• [Exercise directions] Reproduce, with no changes, the line where "Put a marker" appears and every subsequent line of the listing, the last one included.

Segment Open

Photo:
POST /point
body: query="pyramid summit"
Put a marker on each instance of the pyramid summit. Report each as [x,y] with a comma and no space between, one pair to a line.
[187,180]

Segment Closed

• [Exercise response]
Put a marker on each instance of the pyramid summit. Report each as [x,y] with a comma and no space between, one pair to a line.
[187,180]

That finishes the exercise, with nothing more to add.